Opdracht:
Kopieer de onderstaande gegevens letterlijk, van de eerste tot en met de laatste regel.

Aangeleverde gegevens:
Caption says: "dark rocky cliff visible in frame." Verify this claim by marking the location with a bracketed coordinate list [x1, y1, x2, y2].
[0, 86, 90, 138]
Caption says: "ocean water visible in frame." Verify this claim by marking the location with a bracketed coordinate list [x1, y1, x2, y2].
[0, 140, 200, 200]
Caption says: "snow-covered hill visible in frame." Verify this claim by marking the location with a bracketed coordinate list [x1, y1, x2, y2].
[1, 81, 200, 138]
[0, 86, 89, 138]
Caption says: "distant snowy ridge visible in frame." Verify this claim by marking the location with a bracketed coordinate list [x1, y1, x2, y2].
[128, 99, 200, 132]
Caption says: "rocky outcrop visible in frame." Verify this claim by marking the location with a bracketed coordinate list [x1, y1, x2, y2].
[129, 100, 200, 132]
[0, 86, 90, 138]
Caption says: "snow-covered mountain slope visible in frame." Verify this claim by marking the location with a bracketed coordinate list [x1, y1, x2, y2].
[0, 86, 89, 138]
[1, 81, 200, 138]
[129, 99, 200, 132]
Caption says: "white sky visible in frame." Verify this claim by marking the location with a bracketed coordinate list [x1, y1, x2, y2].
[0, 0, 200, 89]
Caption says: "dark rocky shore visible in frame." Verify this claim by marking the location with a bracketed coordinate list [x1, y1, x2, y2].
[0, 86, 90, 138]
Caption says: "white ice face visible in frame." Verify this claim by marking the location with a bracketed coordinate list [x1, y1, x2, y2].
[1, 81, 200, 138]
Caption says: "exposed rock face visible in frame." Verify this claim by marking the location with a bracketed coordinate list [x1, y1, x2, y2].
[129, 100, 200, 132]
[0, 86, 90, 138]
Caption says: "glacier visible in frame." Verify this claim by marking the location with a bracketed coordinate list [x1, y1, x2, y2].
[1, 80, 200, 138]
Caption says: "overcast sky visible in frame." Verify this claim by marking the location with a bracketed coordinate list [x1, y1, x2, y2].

Antwoord:
Caption says: "dark rocky cliff visible in frame." Verify this claim by marking the location with a bracketed coordinate list [x1, y1, x2, y2].
[0, 86, 90, 138]
Caption says: "ocean water visible in frame." Verify this claim by marking the location with a bracketed coordinate list [x1, y1, x2, y2].
[0, 140, 200, 200]
Caption says: "snow-covered hill visible in frame." Verify this claim by marking the location with a bracketed coordinate list [x1, y1, x2, y2].
[1, 81, 200, 138]
[0, 86, 89, 138]
Caption says: "distant snowy ridge visible in frame." Verify this claim by marking the location with a bracketed coordinate list [x1, y1, x2, y2].
[128, 99, 200, 132]
Caption says: "rocky outcrop visible in frame." Verify this claim by marking the location with a bracketed coordinate list [x1, y1, x2, y2].
[129, 100, 200, 132]
[0, 86, 90, 138]
Caption says: "snow-covered mountain slope visible in frame." Verify this claim by marking the location with a bracketed coordinate list [x1, y1, x2, y2].
[0, 86, 89, 138]
[1, 81, 200, 138]
[129, 99, 200, 132]
Caption says: "white sky visible in frame." Verify this claim by marking the location with a bracketed coordinate list [x1, y1, x2, y2].
[0, 0, 200, 89]
Caption says: "dark rocky shore visible in frame." Verify this claim by marking the location with a bracketed coordinate list [x1, y1, x2, y2].
[0, 86, 90, 138]
Caption says: "white ice face visible in frame." Verify this claim by marking the location with a bracketed coordinate list [x1, y1, x2, y2].
[1, 81, 200, 138]
Caption says: "exposed rock face visible in frame." Verify this claim by marking the location with a bracketed coordinate list [x1, y1, x2, y2].
[129, 100, 200, 132]
[0, 86, 90, 138]
Caption says: "glacier visible in frame." Verify this claim by marking the location with a bracketed coordinate list [x1, y1, x2, y2].
[1, 80, 200, 138]
Caption says: "overcast sky visible in frame." Verify this claim by marking the location with a bracketed coordinate list [x1, y1, x2, y2].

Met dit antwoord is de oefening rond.